Object detection data:
□ □ □ □ □ □ □

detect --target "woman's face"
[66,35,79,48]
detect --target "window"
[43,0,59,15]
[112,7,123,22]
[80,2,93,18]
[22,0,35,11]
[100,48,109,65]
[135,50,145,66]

□ □ □ □ □ □ □

◆ WHAT IS BEING ASKED
Echo every line of the items above, unchanged and in the same order.

◆ ANSWER IN FULL
detect --target "woman's face"
[66,35,79,48]
detect --target "window"
[43,0,59,15]
[112,7,123,22]
[80,2,93,18]
[22,0,35,11]
[100,48,109,65]
[135,50,145,66]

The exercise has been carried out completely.